TASK INSTRUCTIONS: Locate every line in the entries below that contains the string "tree" and copy each such line verbatim.

··· ENTRIES SHOWN ···

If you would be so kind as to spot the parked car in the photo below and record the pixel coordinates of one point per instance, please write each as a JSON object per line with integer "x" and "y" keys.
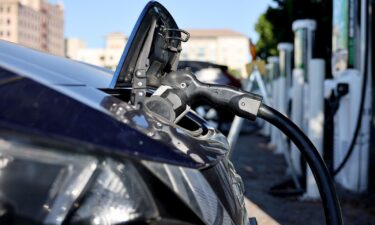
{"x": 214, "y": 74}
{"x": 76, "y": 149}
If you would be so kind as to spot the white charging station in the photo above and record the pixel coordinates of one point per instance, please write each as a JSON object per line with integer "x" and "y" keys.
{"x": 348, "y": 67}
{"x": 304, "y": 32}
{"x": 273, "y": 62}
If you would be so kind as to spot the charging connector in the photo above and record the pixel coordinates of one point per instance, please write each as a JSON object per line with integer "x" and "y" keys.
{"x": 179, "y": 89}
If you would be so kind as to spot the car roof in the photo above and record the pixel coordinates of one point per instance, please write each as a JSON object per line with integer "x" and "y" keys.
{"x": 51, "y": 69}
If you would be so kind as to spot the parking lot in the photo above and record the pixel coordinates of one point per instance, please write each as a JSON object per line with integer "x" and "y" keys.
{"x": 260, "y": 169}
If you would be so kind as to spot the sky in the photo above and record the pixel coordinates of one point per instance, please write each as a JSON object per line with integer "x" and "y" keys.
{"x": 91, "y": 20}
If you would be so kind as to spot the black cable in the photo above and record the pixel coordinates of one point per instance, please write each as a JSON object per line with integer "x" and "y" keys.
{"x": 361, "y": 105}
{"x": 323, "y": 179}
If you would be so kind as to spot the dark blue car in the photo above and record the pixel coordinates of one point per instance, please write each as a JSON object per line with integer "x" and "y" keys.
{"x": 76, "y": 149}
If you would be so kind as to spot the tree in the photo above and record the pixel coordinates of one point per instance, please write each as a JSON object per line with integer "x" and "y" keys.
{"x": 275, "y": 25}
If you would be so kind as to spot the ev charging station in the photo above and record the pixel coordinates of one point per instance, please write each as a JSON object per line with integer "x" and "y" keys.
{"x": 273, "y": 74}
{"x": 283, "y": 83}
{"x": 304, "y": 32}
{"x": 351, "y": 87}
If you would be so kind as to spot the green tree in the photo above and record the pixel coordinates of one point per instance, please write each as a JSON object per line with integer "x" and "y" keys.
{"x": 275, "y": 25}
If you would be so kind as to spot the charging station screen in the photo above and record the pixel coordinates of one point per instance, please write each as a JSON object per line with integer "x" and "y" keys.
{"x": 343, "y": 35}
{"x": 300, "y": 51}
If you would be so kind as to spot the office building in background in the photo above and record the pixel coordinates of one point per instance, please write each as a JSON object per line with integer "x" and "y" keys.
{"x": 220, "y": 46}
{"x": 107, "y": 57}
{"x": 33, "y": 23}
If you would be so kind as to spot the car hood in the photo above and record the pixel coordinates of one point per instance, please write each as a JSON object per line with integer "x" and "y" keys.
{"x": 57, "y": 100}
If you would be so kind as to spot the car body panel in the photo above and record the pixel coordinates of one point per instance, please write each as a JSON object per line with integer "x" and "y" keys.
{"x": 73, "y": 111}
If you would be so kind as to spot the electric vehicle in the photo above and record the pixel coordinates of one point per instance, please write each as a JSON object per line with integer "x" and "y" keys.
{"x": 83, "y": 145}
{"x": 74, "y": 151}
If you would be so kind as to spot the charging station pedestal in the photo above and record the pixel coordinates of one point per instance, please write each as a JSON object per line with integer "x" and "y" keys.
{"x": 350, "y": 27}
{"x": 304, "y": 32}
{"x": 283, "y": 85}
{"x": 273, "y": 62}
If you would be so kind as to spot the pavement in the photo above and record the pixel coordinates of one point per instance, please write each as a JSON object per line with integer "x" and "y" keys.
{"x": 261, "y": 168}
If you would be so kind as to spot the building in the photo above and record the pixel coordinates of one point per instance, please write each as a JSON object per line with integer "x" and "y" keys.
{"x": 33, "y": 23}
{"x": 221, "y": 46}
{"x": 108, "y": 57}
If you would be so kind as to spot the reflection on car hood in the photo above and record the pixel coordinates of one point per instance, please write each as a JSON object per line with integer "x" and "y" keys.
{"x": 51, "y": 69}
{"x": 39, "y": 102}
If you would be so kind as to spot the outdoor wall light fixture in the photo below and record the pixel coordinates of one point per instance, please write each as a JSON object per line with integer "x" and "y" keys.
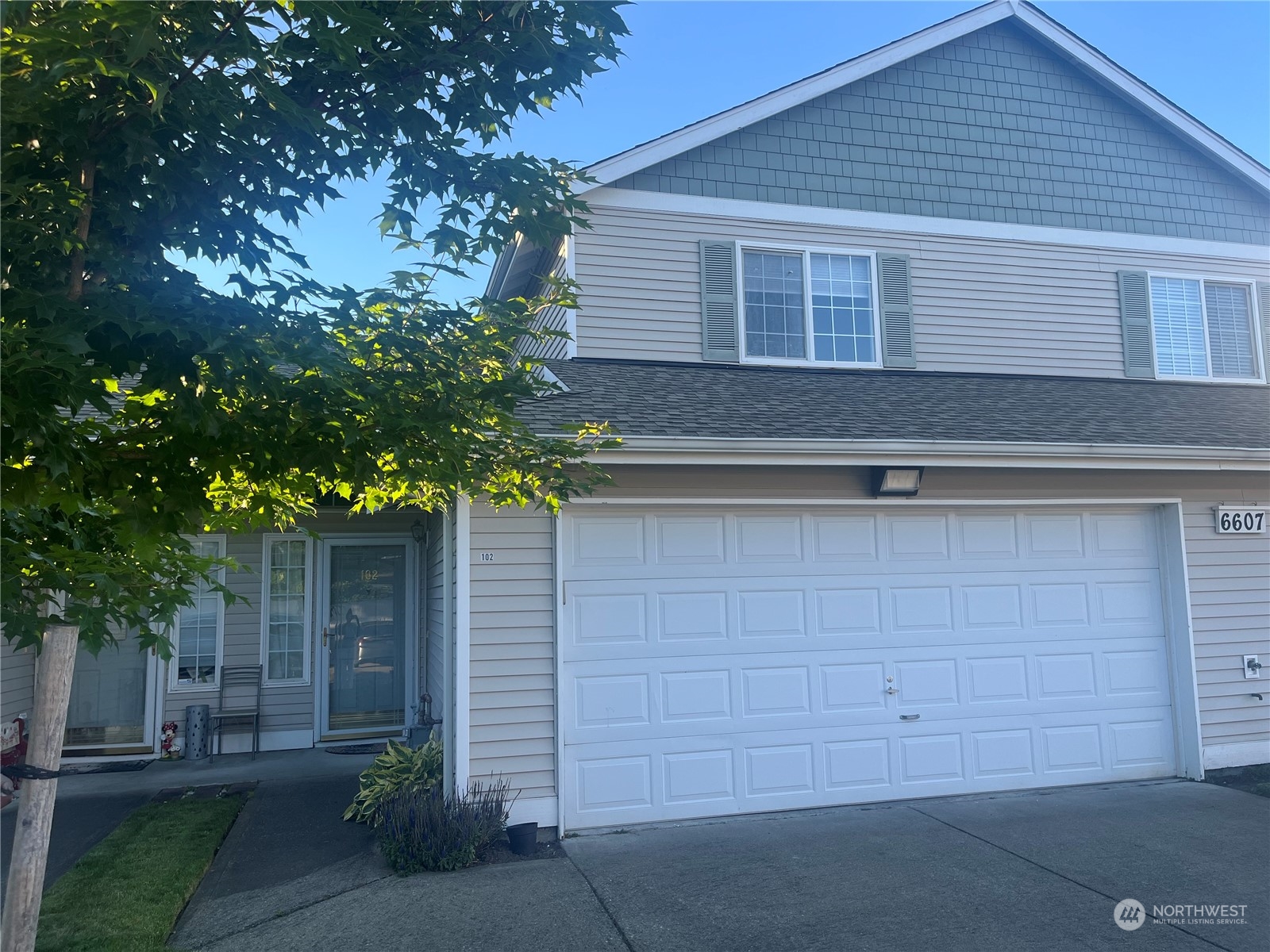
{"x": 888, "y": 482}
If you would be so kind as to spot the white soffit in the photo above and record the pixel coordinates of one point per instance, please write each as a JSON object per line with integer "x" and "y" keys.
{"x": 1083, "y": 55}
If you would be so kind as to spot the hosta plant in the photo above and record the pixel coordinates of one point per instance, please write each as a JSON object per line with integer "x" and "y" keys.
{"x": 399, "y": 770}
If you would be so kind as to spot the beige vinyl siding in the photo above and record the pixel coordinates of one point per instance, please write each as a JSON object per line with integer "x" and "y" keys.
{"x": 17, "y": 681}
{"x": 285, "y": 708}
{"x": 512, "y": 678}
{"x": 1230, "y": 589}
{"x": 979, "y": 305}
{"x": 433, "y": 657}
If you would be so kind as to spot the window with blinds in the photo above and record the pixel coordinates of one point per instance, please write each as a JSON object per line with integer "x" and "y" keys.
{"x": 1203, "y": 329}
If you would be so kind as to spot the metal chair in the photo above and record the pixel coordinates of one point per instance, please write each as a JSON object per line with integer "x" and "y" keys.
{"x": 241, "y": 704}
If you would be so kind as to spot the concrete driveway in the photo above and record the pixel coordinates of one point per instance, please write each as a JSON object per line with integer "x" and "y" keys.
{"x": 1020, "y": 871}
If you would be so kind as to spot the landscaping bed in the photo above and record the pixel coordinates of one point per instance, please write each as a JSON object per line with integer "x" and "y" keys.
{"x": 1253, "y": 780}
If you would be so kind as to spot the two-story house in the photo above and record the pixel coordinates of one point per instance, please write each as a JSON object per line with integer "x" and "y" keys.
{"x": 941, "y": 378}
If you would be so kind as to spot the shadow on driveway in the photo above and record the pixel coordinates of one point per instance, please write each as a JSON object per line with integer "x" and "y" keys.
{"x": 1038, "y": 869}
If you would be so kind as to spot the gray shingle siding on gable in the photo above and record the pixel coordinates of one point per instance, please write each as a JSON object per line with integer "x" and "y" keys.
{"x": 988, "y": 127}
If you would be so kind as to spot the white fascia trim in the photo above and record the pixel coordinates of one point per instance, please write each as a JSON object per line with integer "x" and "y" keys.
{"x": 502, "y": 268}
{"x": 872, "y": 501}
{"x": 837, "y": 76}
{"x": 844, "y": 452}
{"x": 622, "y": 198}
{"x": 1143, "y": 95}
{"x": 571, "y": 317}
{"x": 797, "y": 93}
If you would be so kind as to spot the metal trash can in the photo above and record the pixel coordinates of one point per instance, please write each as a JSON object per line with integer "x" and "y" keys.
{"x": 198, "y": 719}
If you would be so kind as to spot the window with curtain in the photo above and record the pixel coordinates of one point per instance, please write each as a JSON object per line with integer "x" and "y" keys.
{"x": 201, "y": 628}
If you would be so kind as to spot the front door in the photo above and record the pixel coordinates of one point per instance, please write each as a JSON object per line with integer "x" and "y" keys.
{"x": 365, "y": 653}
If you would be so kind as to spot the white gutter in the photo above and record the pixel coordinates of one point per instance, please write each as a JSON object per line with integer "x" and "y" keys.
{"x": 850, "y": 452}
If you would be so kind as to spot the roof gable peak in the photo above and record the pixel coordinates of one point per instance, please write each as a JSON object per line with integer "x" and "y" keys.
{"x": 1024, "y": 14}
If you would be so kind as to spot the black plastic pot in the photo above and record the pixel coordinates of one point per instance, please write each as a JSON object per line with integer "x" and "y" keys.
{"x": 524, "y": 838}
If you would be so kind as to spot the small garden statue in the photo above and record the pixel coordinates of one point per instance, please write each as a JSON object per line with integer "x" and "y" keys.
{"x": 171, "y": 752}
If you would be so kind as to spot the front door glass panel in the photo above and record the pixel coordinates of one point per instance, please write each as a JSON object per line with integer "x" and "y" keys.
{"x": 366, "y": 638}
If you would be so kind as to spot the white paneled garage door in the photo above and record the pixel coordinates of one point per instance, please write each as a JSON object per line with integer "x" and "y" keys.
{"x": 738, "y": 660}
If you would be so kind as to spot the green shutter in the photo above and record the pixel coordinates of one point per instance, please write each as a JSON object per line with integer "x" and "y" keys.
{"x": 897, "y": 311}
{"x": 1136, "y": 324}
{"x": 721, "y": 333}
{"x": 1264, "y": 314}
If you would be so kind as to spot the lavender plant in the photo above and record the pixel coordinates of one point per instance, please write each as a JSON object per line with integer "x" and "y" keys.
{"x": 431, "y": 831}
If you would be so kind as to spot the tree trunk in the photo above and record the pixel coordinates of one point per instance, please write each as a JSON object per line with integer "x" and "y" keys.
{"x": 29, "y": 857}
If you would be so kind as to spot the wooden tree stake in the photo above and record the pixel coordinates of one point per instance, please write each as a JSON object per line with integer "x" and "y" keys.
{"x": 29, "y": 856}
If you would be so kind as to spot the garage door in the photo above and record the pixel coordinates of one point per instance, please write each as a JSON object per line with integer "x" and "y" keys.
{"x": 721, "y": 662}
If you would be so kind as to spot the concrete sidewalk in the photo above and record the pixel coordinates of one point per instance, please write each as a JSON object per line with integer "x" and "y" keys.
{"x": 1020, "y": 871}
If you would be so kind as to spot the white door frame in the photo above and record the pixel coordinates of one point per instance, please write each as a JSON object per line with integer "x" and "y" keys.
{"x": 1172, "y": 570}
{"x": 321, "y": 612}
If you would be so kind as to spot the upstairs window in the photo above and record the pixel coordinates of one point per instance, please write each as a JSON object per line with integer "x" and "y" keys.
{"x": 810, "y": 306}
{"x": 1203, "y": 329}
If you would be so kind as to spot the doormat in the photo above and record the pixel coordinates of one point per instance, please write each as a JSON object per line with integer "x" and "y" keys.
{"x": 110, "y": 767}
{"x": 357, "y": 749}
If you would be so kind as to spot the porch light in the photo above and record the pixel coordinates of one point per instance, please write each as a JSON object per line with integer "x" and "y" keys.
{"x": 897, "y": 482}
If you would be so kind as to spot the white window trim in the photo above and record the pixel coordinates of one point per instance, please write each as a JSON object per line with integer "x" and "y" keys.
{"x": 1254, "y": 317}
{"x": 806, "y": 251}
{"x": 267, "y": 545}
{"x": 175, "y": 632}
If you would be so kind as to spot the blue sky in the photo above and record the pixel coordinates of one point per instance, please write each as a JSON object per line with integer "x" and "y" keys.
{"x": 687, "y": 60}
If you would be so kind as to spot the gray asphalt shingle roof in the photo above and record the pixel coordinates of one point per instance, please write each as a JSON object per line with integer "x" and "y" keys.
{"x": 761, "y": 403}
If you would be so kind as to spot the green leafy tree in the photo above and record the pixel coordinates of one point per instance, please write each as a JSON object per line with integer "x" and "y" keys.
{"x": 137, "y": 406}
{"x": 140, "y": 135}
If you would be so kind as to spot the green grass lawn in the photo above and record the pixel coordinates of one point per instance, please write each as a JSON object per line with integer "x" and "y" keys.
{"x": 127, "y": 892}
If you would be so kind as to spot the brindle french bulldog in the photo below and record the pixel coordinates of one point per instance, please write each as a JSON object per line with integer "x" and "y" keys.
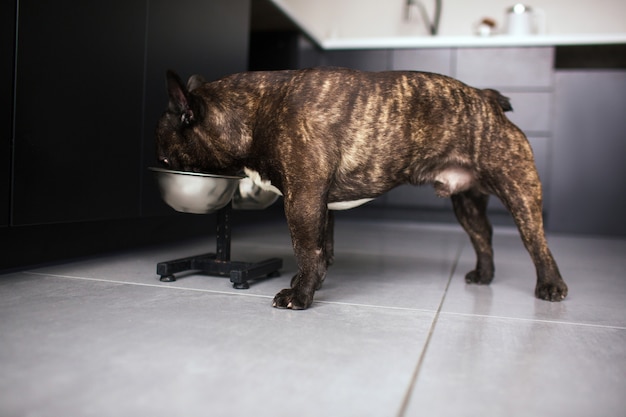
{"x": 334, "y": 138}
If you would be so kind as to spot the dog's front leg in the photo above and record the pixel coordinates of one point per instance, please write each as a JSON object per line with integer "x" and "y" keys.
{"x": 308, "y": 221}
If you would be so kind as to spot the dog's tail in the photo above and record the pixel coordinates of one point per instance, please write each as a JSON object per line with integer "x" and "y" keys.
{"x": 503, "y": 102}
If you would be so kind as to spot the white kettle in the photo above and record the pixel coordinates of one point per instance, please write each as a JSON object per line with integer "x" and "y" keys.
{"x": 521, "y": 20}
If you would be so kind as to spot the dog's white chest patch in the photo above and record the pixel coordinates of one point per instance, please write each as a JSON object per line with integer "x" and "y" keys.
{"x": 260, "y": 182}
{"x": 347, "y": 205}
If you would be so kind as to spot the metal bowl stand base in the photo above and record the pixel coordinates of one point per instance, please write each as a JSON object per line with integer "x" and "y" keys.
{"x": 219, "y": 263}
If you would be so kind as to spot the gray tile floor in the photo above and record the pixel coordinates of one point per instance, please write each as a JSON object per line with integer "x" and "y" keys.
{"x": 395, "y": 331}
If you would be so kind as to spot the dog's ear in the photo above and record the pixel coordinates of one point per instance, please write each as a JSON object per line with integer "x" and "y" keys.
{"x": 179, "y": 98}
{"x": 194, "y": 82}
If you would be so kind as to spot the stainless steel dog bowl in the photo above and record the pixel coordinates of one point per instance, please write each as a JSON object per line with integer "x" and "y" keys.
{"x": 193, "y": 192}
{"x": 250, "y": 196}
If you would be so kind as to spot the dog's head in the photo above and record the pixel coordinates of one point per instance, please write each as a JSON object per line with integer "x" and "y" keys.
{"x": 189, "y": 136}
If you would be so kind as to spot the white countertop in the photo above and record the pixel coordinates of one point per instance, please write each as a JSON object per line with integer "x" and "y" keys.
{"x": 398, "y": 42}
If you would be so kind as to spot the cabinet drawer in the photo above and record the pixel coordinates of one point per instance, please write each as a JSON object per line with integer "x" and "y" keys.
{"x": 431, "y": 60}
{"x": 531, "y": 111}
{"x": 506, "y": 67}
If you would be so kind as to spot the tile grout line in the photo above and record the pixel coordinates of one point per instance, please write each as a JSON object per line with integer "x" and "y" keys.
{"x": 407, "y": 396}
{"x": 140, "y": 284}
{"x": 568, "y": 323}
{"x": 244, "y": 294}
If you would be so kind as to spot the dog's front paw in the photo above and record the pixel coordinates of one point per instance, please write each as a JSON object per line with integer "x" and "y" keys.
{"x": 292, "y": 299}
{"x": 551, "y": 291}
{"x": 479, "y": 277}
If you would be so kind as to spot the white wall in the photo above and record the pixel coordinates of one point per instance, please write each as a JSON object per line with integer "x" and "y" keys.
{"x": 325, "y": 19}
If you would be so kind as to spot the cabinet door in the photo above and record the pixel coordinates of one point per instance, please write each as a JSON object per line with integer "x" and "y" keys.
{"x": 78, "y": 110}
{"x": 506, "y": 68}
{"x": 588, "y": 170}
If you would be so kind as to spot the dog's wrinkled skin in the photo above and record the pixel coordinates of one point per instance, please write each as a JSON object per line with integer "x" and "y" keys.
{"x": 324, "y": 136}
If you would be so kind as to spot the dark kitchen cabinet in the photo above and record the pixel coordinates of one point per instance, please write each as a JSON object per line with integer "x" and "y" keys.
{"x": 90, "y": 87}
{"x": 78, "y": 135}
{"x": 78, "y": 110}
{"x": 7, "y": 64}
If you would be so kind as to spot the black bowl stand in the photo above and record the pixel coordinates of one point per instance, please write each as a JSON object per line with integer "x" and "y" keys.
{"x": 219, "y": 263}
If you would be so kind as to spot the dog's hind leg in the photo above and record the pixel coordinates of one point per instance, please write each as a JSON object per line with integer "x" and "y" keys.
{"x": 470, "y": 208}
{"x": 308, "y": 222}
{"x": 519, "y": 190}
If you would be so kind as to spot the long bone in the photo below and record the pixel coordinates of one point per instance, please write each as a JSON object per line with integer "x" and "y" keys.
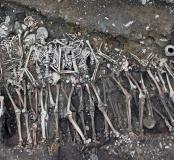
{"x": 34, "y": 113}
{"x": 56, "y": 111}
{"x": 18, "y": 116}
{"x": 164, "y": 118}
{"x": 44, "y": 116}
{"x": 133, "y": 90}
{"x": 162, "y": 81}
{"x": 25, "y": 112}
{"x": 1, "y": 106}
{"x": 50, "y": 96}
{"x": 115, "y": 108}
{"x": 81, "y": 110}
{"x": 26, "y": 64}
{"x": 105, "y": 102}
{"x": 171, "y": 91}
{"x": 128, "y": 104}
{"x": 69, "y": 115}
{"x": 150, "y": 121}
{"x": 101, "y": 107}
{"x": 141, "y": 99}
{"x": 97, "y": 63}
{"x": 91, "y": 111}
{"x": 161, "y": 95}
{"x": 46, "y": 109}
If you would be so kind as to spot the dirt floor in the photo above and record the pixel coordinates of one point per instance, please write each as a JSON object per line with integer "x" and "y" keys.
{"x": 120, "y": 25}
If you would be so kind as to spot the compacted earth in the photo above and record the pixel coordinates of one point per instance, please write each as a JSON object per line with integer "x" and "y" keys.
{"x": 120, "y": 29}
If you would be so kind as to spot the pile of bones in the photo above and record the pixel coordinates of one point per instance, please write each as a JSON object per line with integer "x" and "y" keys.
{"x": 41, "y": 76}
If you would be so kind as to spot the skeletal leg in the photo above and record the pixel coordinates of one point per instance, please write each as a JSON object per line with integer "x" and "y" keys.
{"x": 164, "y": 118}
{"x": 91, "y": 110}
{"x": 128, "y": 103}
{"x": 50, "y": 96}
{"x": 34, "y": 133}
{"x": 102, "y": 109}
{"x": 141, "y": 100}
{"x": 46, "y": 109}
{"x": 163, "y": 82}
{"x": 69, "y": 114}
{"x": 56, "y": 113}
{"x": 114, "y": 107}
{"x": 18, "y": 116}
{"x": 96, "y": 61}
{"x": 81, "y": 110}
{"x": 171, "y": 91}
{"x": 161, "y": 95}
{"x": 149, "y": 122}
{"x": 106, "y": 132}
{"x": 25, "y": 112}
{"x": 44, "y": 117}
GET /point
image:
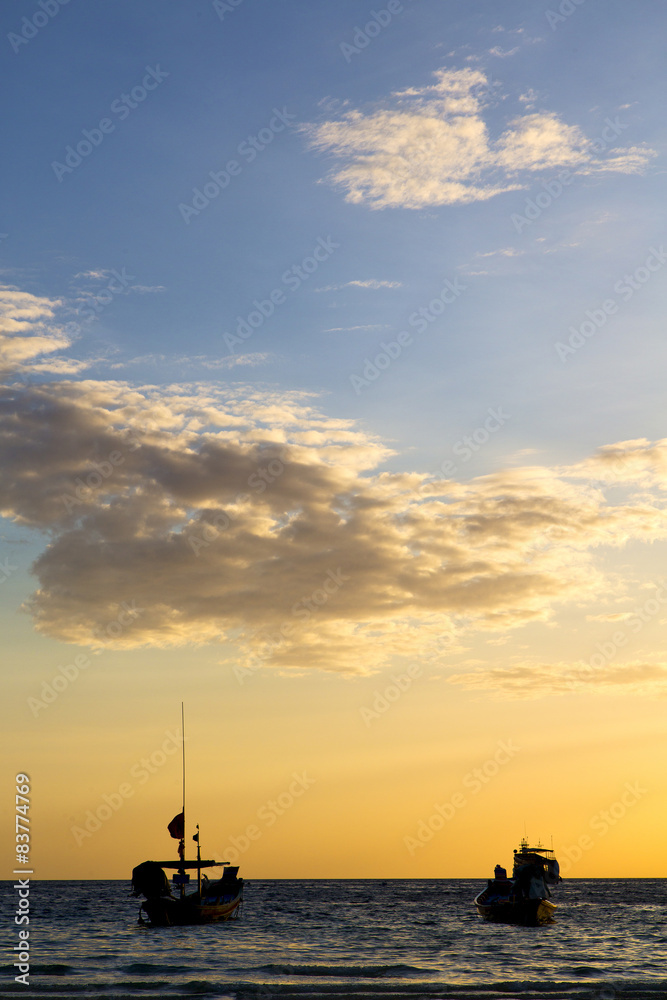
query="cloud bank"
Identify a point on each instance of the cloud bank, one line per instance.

···

OUTPUT:
If you would be so kind as to spot the tree in the photo above and record the pixel coordinates of one point per instance, please write each as a JSON object per line with integer "x" and "y" keys.
If you would be so kind as to spot the green tree in the photo above and record the pixel coordinates of one point per instance, please write each as a JSON object per line with integer "x" and "y" keys.
If you would be so kind as to spot the tree trunk in the photo above and record the pixel coordinates of one point per instance, please write each as a JSON object per line with integer "x" and "y" keys.
If you would be so kind as to spot the wooden tree stake in the photo above and record the pixel coordinates of one point per instance, please write each as a JSON object per line with integer "x" and "y" keys.
If you would be so kind as to spot the green leafy tree in the photo above and record the pixel coordinates of one point per instance, please write each as a JSON object per line with integer "x" and "y" keys.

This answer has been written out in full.